QUOTED TEXT:
********************
Parodoi. Interdisciplinary studies on historical theatre
Published by Beate Hochholdinger-Reiterer, Andrea von Hülsen-Esch, Annette Kappeler, Helena Langewitz, Jan Lazardzig, Stephanie Schroedter and Holger Schumacher
The new theatre history series crosses linguistic, disciplinary and methodological boundaries. All theatre practitioners – in front of and behind the scenes – are considered, and the question is asked with which practices, knowledge, tools and under which conditions they make the performance event possible. The interest is in working circumstances, social backgrounds and networks, explicit and implicit knowledge, artefacts and tools as well as artistic and craft competences that are relevant in the context of stage work. The series is open to research from theatre, music, art, literature, dance, social and historical studies as well as architectural history. The time frame ranges from Greek and Roman antiquity to Classical Modernism; geographically, the focus is on the European region, but non-European developments are also included. Monographs, conference proceedings and thematically coherent anthologies as well as qualification publications are included.
Publications of the Society for Theater History
Published by the Gesellschaft für Theatergeschichte e. V. (Society for Theater History).
********************
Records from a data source
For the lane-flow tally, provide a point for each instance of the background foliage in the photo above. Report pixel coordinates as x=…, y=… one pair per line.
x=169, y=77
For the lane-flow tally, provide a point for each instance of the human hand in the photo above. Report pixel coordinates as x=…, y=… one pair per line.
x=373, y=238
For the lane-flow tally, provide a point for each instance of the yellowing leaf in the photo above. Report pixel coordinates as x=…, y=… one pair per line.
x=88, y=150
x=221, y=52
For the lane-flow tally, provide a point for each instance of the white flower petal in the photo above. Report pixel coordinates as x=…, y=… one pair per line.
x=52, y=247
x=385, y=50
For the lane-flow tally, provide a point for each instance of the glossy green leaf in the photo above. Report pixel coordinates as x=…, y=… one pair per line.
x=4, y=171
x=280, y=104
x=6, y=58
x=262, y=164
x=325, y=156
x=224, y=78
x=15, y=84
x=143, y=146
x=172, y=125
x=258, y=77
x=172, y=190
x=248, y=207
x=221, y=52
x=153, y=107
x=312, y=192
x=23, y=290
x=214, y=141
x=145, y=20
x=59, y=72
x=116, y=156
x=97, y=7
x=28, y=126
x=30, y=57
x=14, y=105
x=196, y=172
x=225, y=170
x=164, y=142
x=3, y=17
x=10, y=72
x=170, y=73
********************
INSTRUCTION A:
Answer these questions using the passage on theatre history book series:
(i) What time span does the Parodoi series cover?
(ii) Which region is the series' geographic focus?
(iii) Which organization publishes the Publications of the Society for Theater History?
INSTRUCTION B: Proceed with the passage on theatre history book series, writing on from its final sentence.

TASK ANSWER A:
(i) From Greek and Roman antiquity to Classical Modernism.
(ii) The European region.
(iii) The Gesellschaft für Theatergeschichte e. V. (Society for Theater History).

TASK ANSWER B:
The series Schriften der Gesellschaft für Theatergeschichte have been self-published by the Society since 1902 with 82 volumes to date and primarily publish source texts, bibliographies, monographs, and dissertations on theater history topics. In its early years, the series was the precursor of academic theater studies, which was not established as a university subject until 1923, in Berlin, for the first time in the German-speaking world, with a theater studies institute. From the beginning, the series publications were peer-reviewed by the Society’s Scientific Committee. Today’s aim is, on the one hand, to promote young scholars, among other things by offering to publish the dissertations of the winners of the Max Herrmann Dissertation Prize, and, on the other hand, to give non-university theater historians the opportunity to publish their work.
With the establishment of the publication series in the Ergon publishing house, the society sees itself as part of an overarching community of publication series in the humanities.